From the records below, pull out every line that contains the word "blue" and copy each one unchanged.

============

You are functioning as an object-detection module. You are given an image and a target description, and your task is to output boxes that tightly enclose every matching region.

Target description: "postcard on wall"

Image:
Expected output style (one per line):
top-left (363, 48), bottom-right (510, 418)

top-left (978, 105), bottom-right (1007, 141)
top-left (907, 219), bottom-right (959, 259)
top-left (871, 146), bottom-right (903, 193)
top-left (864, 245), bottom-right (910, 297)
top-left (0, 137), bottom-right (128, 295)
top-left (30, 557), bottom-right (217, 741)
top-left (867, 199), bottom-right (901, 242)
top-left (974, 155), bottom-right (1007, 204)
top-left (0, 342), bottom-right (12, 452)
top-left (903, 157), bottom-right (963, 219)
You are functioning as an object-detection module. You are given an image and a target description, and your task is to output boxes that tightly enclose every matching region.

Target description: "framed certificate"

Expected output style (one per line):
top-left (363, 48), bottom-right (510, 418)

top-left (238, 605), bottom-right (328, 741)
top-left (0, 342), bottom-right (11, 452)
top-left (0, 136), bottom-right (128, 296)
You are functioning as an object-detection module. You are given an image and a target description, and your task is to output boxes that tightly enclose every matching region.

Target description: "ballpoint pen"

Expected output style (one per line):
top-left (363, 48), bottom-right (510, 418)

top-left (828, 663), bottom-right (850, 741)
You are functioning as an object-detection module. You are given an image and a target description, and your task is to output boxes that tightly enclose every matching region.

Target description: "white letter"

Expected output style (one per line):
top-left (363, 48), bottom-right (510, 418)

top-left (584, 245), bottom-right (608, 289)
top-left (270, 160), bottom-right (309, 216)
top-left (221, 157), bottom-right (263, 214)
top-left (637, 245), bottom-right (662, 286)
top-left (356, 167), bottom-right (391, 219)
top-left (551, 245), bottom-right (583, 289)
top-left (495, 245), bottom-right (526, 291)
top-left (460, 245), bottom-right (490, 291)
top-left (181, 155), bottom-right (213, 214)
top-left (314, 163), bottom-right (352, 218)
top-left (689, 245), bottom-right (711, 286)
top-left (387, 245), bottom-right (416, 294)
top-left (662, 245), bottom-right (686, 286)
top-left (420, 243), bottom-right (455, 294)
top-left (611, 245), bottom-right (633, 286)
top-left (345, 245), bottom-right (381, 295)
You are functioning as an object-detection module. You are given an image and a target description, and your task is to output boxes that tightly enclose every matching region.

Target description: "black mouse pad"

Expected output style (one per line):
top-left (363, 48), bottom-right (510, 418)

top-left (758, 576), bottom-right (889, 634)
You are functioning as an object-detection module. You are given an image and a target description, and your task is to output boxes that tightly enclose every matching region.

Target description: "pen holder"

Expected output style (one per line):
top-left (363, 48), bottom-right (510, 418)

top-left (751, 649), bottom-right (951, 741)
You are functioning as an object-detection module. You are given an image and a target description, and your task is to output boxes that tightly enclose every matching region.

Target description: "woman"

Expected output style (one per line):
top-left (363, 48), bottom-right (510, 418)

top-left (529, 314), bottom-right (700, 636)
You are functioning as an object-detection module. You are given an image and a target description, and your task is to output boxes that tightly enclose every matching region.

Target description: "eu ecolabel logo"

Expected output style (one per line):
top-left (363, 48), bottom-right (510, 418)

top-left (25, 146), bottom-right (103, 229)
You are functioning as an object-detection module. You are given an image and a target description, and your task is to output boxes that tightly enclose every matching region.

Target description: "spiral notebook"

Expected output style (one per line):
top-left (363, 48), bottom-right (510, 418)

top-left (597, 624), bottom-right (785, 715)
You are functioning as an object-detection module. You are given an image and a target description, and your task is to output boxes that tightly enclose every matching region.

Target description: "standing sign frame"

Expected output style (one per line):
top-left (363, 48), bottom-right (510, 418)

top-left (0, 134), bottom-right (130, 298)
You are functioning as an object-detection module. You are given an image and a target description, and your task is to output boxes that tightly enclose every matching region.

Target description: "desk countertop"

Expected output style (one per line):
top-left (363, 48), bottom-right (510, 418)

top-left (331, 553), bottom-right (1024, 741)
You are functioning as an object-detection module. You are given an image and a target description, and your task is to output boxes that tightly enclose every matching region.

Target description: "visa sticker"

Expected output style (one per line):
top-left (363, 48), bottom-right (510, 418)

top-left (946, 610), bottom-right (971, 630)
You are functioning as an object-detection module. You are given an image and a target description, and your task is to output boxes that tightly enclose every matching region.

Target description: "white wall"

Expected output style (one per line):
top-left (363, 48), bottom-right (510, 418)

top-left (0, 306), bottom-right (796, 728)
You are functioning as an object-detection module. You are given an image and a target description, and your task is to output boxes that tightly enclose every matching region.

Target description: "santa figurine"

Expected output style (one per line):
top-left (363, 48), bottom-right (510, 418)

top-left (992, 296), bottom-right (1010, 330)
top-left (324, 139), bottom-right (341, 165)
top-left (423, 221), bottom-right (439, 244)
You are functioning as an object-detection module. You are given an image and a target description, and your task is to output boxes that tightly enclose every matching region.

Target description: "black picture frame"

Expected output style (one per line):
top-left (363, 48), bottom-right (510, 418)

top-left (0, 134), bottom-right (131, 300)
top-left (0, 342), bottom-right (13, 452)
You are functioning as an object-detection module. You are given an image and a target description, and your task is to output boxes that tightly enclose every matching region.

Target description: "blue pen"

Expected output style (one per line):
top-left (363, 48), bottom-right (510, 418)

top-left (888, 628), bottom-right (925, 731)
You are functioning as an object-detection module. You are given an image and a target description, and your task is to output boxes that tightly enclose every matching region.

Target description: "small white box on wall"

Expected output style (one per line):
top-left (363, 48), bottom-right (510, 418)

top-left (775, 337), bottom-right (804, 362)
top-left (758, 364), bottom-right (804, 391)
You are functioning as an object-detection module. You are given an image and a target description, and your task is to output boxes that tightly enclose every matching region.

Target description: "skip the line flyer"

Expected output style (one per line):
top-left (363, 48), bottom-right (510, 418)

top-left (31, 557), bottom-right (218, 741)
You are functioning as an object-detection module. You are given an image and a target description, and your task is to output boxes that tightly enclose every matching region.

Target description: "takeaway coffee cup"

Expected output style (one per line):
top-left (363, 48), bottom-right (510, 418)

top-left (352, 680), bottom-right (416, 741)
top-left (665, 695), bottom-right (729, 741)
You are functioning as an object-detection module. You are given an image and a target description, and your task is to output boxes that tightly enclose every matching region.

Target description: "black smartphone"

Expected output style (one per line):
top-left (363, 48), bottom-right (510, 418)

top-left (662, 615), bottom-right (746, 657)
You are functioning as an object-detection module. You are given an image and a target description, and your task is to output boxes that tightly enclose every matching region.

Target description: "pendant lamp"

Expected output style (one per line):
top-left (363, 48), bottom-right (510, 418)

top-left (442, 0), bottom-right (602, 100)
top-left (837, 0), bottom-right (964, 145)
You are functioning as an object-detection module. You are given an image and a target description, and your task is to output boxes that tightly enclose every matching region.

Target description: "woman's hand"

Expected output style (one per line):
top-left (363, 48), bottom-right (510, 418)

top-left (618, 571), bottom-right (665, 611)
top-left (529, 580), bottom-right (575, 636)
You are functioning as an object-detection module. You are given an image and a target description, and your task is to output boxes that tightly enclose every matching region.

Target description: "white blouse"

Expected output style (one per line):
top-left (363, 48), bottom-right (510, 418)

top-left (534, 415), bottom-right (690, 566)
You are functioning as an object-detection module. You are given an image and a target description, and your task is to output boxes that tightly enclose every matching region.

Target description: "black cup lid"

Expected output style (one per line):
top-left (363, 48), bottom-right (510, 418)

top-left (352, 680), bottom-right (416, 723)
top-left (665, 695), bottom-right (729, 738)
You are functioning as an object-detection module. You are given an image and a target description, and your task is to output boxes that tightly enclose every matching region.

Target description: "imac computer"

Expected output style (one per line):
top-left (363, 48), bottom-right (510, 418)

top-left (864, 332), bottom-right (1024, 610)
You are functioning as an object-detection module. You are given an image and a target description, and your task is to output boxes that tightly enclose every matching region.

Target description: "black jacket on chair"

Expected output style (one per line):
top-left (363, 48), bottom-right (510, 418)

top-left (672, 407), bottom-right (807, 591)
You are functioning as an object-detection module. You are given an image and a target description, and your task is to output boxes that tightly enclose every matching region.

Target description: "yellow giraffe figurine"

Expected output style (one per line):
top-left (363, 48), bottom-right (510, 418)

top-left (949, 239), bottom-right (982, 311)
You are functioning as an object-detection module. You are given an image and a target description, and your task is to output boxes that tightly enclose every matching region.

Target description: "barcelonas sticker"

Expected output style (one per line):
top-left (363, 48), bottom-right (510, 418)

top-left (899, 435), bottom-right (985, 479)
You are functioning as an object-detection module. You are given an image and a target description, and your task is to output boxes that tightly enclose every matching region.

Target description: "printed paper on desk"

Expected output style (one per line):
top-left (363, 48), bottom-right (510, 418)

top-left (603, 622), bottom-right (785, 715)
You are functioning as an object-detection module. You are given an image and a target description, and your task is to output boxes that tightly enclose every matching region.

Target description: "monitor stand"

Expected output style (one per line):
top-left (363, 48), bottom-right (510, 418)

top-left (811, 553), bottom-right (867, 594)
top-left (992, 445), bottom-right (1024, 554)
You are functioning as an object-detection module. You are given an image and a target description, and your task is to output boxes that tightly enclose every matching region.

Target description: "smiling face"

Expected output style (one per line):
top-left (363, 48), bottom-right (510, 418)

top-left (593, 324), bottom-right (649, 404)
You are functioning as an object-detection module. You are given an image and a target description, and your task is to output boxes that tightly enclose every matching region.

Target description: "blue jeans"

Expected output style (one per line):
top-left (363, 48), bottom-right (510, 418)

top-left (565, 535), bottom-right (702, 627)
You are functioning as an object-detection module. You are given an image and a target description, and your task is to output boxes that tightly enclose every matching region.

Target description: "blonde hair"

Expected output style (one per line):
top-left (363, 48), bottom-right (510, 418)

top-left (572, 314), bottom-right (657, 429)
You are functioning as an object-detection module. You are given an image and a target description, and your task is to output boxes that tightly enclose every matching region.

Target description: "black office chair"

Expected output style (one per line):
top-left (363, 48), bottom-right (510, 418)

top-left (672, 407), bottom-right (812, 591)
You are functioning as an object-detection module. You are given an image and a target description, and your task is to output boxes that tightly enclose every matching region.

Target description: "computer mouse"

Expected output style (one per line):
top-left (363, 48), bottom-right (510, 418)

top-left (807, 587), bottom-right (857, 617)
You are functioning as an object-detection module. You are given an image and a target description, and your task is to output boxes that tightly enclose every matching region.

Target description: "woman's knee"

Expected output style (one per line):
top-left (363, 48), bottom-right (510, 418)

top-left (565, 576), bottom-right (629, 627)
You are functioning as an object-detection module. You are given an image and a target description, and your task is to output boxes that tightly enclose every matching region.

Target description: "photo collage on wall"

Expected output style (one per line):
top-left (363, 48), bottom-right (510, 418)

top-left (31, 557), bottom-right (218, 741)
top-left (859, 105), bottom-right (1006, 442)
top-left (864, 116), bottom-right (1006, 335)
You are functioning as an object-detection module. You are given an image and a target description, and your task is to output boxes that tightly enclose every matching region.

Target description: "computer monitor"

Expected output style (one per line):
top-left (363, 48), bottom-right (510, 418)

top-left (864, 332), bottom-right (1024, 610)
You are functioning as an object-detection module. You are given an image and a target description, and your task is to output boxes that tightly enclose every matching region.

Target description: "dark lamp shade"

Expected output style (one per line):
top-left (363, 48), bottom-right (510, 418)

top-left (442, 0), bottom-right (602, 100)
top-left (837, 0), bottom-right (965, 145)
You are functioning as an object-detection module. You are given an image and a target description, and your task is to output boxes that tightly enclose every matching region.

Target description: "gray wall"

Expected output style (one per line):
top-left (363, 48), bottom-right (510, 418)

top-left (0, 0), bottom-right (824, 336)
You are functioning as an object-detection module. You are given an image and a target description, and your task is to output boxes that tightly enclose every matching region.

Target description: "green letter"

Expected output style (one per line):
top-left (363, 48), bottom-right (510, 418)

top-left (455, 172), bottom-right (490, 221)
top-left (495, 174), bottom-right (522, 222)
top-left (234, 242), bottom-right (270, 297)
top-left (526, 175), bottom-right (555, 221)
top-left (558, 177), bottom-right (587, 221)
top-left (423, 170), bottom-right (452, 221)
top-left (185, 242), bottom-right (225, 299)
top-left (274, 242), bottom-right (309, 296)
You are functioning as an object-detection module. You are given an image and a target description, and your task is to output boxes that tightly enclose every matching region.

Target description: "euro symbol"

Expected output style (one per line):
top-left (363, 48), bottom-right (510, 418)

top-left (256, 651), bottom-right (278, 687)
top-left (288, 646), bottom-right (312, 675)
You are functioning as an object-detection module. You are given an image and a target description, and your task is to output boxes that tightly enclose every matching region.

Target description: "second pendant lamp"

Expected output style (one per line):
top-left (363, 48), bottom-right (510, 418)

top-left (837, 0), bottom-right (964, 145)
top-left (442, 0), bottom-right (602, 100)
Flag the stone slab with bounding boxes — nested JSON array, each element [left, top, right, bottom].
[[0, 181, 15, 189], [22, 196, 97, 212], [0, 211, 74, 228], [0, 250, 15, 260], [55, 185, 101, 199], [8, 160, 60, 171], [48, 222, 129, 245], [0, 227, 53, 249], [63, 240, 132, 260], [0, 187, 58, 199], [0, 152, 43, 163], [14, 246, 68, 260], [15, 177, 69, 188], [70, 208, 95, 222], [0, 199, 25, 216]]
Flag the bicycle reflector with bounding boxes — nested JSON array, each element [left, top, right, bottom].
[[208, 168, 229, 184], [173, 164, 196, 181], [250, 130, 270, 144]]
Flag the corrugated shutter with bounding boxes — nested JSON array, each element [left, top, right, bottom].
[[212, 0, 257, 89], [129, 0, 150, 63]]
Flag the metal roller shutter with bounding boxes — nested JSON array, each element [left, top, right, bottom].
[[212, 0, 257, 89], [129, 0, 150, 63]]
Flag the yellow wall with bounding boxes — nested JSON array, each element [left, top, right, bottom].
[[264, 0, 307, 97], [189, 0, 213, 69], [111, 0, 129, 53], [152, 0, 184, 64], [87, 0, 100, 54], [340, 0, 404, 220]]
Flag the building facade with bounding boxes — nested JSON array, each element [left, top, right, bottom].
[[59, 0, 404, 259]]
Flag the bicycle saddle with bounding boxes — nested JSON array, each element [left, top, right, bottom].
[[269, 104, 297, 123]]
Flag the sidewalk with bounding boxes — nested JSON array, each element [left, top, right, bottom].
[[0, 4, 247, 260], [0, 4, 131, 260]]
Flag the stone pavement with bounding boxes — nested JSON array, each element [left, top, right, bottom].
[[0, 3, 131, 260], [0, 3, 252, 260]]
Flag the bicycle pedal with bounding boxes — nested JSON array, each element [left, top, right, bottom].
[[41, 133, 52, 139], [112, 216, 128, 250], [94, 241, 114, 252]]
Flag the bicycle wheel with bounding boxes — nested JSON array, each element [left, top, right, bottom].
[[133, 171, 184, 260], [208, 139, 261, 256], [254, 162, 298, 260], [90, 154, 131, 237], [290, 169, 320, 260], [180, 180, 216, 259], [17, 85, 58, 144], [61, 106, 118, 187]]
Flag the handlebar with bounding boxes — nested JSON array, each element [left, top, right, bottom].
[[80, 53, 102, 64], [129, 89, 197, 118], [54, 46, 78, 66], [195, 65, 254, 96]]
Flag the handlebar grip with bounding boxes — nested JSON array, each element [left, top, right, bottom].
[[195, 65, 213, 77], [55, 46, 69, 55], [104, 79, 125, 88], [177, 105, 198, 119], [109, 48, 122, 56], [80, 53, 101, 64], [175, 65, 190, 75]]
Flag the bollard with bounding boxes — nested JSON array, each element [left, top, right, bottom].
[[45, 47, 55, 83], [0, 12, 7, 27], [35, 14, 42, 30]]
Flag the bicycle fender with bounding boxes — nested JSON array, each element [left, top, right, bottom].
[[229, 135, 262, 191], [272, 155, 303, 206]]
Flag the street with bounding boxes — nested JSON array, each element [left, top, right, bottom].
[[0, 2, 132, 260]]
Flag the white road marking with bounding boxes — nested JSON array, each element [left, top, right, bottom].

============

• ANSWER:
Target description: "blue pen"
Target description: "blue jeans"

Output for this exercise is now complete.